◆ **Exercise materials**
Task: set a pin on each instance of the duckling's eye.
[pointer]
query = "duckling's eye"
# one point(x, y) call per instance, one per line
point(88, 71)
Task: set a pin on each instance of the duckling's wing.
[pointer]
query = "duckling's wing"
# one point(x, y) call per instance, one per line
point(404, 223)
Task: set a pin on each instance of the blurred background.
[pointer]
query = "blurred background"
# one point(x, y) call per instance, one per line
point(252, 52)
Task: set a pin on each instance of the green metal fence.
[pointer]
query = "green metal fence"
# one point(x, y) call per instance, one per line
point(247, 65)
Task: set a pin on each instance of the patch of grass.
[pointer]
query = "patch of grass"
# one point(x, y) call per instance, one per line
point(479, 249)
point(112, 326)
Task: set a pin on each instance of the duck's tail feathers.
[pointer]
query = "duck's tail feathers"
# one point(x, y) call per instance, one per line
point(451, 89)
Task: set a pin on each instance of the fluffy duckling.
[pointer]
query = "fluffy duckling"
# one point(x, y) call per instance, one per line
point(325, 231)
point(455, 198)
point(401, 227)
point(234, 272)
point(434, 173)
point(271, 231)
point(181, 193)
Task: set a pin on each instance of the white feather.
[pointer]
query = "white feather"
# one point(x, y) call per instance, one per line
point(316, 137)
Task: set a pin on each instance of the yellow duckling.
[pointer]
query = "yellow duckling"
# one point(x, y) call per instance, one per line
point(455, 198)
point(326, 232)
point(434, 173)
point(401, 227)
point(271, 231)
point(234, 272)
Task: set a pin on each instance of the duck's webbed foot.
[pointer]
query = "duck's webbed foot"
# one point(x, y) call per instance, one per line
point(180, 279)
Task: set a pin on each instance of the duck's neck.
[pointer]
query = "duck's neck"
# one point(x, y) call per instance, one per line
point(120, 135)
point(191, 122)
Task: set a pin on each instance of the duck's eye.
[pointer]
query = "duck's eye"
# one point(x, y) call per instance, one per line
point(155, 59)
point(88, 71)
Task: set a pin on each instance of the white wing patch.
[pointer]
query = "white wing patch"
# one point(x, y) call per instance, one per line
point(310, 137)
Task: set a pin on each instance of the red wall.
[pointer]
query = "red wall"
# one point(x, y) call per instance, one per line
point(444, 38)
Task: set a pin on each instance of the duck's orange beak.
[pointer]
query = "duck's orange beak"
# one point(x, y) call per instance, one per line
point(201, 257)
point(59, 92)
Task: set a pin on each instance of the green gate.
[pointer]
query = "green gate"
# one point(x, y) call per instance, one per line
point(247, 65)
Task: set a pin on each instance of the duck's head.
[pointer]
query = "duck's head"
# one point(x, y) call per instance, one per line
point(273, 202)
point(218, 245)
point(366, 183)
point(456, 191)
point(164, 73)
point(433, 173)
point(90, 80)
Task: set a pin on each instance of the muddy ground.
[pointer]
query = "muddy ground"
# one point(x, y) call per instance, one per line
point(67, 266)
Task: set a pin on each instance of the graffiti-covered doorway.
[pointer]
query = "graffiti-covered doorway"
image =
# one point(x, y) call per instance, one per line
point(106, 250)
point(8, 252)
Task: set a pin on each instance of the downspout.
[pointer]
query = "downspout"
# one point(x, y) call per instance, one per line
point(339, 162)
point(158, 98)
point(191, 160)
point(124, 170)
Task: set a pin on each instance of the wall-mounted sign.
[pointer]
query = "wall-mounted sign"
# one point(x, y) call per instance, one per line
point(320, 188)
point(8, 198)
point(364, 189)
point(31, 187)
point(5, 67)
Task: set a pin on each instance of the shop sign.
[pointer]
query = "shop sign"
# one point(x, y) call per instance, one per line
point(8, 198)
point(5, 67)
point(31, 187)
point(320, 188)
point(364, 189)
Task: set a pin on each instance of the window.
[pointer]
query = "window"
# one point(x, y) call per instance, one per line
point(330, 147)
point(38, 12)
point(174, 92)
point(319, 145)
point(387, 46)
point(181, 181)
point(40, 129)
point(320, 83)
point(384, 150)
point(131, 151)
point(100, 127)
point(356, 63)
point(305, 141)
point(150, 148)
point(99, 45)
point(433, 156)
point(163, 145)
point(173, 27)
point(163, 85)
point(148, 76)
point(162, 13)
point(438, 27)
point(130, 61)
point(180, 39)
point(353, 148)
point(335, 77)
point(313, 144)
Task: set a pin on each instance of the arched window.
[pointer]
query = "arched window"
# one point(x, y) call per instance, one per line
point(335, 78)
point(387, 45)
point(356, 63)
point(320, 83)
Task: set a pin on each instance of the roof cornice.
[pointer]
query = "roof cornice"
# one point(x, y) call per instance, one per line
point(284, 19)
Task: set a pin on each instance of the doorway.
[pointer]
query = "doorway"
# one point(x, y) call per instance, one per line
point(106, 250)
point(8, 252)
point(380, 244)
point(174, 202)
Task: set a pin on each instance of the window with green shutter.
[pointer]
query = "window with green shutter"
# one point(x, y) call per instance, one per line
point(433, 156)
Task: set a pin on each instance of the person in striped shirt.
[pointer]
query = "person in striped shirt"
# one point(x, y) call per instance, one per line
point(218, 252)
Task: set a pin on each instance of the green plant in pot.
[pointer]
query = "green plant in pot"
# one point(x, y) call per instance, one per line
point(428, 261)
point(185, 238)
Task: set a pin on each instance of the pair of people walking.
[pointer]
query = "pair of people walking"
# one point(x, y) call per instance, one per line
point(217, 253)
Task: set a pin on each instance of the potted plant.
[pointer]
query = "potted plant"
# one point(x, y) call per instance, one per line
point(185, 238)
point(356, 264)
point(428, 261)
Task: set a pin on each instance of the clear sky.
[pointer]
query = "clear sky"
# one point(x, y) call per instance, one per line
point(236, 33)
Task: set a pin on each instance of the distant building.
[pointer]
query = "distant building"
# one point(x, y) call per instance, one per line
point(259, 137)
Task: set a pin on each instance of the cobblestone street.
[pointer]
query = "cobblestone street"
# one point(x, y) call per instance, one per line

--

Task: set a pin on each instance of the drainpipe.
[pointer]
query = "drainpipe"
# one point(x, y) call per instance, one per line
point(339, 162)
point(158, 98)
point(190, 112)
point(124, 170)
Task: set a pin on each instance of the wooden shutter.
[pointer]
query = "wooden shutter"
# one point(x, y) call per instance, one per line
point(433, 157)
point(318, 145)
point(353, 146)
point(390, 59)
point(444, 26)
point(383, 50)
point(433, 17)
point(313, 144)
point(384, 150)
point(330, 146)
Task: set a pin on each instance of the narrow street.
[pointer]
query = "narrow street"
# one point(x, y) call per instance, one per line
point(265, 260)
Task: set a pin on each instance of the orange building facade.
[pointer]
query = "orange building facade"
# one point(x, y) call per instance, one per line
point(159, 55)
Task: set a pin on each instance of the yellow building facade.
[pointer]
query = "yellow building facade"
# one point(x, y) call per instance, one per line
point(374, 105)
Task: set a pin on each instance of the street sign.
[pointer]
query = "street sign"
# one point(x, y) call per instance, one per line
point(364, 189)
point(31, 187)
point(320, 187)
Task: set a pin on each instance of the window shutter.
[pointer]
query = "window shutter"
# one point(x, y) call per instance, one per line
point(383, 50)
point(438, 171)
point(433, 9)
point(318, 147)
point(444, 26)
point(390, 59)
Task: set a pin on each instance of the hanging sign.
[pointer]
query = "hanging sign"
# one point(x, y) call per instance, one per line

◆ **Activity**
Lines with the string "neck": say how many appear in the entries above, giving the number alone.

◆ **Written response**
2